Exercise => Restate the data below word for word. Skip any images it contains.

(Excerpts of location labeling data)

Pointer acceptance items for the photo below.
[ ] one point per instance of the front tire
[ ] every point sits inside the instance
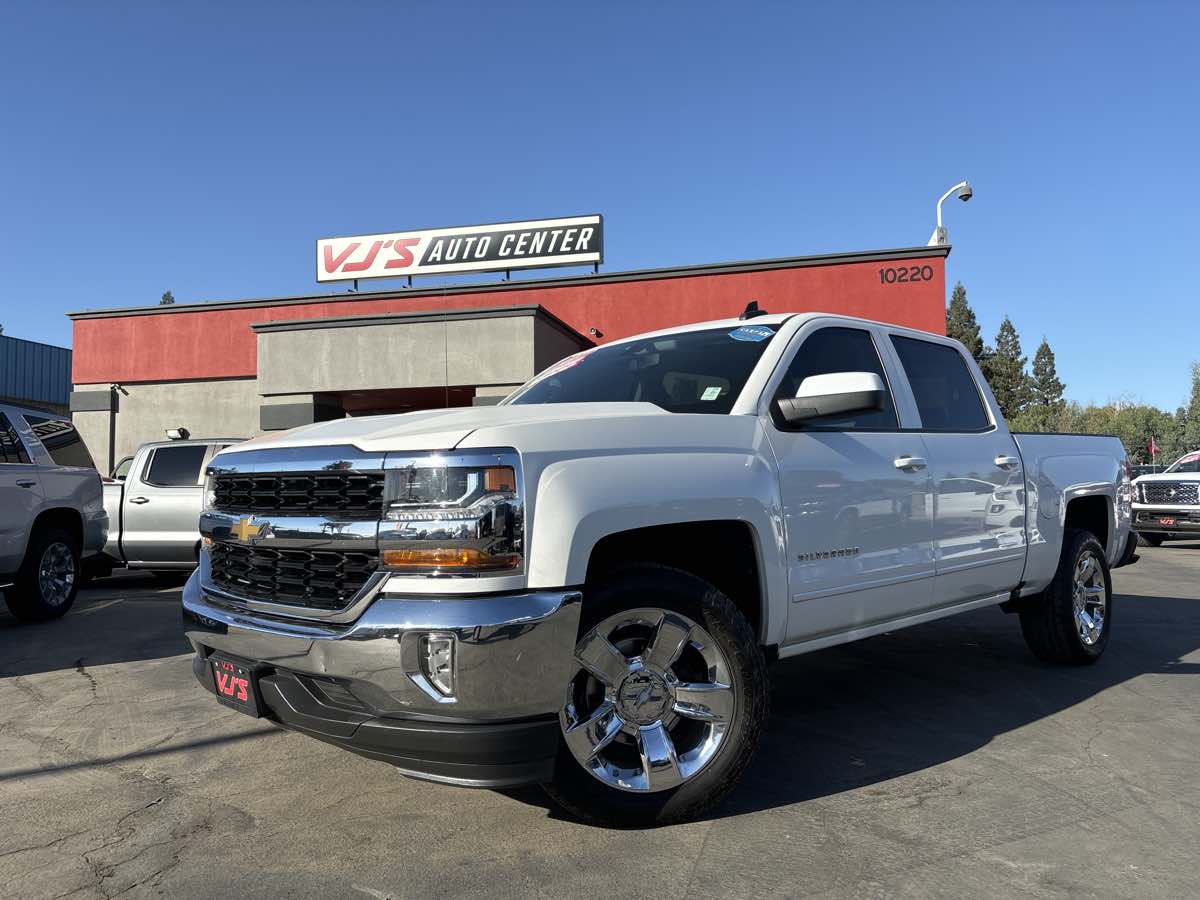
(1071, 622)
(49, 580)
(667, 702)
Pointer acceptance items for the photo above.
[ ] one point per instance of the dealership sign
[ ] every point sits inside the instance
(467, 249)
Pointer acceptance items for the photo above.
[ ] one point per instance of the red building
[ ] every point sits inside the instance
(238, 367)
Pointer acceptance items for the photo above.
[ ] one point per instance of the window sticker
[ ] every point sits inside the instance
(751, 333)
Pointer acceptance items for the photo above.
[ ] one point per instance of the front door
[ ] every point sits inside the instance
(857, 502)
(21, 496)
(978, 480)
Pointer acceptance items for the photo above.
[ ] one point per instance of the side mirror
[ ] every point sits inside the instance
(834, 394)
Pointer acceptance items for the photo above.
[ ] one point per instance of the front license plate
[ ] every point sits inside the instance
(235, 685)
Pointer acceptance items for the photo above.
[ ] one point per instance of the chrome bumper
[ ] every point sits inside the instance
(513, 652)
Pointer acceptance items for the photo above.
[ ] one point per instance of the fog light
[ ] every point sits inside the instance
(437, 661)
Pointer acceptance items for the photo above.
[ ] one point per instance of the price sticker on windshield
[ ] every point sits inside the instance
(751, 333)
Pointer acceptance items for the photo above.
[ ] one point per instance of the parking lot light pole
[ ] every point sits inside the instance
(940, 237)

Answer below =>
Pointer acceptance items for the photo below.
[ ] one point per instance of the front tire
[ ] every point sits inside the instance
(1071, 622)
(49, 580)
(667, 702)
Pointer acceptance items for the photo above.
[ ] one point per instance of the dealership sign
[ ] every point sits inside the instance
(467, 249)
Pointer acceptance items for the photo above.
[ ] one point per instance of the red building
[ ] every point sits inside the instance
(238, 367)
Pointer acceptance items for the photo above.
[ ] one point per instance of the window sticker
[ ] every point sits inside the instance
(751, 333)
Pointer acceptance items for the photo above.
[ ] one point per instance of the front door
[ ] every point sits inside the instance
(857, 502)
(21, 496)
(978, 480)
Pointer acceptance items for the photo above.
[ ] one point per instance of the side mirror
[ ] every point sits inside the instance
(834, 394)
Pointer acceptance items for the photo above.
[ ] one point per instance of the front license plate
[ ] every point sits inside the instance
(235, 685)
Pointer acceptance items for the photo above.
[ ] one point per instance of the chrome bumper
[ ] every point sits inside the instance
(513, 652)
Pointer acceptance items for the photo above.
[ ] one point per instance of the fog light
[ ] every point sits inside the instance
(437, 661)
Pointer acceptance items for the photo above.
[ ] one point per instance of the price sticker on windshield
[ ] every point sits inside the instance
(751, 333)
Pointer acceptance items for the photo above.
[ ] one point per instance of the parking lot light pole
[ ] every point sits inside the instance
(940, 237)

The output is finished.